EXTRACTED ENTRIES:

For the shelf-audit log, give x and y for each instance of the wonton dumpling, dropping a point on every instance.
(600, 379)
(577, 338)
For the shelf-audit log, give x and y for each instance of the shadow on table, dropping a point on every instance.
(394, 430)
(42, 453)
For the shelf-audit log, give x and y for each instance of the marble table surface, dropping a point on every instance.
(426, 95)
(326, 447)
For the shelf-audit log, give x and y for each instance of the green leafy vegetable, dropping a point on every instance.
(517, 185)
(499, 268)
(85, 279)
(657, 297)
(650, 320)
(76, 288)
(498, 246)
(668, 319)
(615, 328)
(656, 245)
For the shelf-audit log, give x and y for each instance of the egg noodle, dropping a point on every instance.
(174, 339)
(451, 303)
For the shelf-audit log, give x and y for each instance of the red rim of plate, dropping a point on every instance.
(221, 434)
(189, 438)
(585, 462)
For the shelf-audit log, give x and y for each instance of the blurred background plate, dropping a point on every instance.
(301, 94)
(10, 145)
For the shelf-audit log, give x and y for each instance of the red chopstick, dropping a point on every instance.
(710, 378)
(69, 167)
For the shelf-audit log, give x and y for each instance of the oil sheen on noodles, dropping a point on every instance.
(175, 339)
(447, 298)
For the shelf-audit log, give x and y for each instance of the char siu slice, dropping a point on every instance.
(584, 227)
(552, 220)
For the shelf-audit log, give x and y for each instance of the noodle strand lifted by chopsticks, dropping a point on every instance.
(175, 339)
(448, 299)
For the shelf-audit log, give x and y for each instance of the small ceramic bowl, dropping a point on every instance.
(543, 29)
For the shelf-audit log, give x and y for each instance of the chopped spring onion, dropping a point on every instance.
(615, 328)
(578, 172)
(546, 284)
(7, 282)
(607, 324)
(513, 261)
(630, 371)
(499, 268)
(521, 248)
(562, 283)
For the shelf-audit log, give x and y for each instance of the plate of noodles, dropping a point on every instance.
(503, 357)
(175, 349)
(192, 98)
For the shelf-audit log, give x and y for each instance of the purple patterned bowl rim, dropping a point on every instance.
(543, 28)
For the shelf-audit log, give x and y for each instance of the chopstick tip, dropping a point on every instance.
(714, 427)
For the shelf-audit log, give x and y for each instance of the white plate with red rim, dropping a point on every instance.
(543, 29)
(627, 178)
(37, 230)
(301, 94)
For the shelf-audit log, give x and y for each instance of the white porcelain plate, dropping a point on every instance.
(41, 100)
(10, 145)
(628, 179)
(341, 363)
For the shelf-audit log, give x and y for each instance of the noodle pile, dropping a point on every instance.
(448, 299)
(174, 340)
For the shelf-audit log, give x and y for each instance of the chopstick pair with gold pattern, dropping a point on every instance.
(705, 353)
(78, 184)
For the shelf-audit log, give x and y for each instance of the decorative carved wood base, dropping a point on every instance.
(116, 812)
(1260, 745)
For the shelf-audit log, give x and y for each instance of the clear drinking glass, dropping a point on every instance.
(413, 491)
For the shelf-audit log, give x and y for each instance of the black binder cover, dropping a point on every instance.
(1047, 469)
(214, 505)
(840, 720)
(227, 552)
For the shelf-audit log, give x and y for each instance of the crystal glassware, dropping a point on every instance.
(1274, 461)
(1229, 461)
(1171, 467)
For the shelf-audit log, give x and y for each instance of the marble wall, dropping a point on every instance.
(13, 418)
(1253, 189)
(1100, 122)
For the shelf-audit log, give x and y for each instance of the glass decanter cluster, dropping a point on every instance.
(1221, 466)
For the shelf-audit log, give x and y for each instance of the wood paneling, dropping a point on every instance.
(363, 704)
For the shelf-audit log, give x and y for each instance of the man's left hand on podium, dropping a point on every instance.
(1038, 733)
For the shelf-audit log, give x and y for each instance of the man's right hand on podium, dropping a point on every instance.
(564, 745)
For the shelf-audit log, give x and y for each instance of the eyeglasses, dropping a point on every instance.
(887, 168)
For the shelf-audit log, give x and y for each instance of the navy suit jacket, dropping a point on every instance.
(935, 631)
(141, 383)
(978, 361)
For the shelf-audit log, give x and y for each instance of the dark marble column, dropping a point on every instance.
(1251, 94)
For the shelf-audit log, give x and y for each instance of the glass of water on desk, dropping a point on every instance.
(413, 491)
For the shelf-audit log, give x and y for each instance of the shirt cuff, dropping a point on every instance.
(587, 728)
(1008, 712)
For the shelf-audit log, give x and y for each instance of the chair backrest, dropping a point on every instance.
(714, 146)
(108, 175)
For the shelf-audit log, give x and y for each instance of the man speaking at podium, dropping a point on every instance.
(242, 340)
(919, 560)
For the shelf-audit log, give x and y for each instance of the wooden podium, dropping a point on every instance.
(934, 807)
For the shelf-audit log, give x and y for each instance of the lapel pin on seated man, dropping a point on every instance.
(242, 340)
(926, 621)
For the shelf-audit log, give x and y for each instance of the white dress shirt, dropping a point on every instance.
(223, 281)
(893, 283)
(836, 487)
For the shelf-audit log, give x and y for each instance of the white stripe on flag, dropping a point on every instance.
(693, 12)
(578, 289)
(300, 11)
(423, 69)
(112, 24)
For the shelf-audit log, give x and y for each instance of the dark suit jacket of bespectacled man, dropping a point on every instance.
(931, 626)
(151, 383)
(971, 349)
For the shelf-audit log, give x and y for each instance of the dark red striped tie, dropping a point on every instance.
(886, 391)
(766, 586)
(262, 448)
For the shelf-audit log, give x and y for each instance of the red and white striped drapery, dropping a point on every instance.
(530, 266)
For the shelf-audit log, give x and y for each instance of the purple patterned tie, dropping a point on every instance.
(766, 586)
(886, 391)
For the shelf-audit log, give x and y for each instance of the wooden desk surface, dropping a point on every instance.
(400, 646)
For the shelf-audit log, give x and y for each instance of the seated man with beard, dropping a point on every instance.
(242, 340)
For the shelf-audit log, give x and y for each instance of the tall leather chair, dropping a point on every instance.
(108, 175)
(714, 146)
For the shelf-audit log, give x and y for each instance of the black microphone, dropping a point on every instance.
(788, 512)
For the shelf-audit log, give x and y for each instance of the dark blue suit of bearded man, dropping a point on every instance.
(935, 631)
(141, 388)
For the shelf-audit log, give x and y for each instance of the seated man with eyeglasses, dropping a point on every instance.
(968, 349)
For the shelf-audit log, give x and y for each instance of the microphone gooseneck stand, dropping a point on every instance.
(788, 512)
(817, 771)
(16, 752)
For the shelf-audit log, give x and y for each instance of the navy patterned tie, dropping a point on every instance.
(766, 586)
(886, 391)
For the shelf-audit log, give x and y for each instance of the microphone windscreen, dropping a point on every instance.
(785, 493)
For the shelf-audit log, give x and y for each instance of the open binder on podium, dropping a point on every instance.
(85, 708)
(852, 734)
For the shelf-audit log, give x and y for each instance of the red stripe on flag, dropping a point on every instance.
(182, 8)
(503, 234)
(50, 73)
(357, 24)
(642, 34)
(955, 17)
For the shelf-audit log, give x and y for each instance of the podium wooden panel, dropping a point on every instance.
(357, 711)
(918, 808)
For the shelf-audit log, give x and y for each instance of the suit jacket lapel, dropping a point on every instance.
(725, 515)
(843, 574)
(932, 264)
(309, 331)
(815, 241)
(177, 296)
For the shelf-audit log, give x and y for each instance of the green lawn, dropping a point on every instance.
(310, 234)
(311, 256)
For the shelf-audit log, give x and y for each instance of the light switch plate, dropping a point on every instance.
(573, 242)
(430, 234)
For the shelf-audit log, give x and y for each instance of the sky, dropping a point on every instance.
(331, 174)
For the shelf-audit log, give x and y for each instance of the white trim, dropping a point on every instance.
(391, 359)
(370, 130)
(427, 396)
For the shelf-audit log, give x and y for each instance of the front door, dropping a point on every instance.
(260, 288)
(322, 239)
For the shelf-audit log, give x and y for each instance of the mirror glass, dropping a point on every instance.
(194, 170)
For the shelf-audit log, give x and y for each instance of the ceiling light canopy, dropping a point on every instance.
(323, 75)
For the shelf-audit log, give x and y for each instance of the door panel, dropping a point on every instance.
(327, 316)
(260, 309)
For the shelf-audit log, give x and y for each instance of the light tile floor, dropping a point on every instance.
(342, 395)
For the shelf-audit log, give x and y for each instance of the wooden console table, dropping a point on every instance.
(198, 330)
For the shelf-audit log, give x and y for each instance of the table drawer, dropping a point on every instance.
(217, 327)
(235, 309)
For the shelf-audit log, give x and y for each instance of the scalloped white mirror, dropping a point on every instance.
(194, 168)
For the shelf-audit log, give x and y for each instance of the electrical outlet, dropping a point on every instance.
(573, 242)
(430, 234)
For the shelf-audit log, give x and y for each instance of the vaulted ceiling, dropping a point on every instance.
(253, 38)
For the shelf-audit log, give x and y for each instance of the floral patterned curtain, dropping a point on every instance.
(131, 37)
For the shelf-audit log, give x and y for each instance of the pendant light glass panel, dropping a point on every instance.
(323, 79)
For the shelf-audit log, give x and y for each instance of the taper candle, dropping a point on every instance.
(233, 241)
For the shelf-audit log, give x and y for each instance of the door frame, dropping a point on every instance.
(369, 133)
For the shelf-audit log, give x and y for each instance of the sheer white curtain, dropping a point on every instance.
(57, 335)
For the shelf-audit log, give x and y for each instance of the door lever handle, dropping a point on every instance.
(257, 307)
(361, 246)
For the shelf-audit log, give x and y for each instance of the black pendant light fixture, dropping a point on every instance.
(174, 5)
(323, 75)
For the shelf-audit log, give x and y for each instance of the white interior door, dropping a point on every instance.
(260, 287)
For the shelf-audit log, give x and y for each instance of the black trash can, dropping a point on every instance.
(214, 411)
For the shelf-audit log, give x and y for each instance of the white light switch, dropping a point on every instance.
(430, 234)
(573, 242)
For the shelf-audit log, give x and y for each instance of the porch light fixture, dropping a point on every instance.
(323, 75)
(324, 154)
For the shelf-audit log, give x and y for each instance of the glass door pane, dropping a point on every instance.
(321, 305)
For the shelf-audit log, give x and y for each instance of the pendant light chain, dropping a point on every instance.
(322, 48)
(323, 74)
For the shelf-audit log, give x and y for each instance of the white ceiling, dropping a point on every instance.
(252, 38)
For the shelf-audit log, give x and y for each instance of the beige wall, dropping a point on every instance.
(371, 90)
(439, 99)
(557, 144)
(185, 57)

TASK:
Please print the lines of the listing above without any change, starting at the line containing "interior door, dropping a point on every instance." and ending at the final line of the listing.

WORKED ANSWER:
For the shelf-audit log, give x and y for each instance of the white interior door, dropping a point on every instance.
(260, 287)
For the shelf-audit log, give x and y for each instance of the black trash can, dropping a point on every instance.
(214, 411)
For the shelf-audit log, give x and y for each instance of the white light switch, dropping a point on every instance.
(430, 234)
(573, 242)
For the shelf-audit log, give x and y for each instance of the porch light fixture, dropping a point on every instance.
(323, 75)
(324, 154)
For the shelf-audit log, give x and y for each instance of the glass door pane, dropping a point on every instance.
(321, 305)
For the shelf-audit log, give x and y for each instance of the pendant light chain, dropping a point on every instance.
(322, 48)
(323, 74)
For the shelf-audit log, give x and y for each instance of the white ceiling, dropping a point on every instance.
(252, 38)
For the shelf-audit log, give x and y for each instance of the beige wall, dropping a point on every instance.
(371, 90)
(439, 99)
(557, 144)
(185, 57)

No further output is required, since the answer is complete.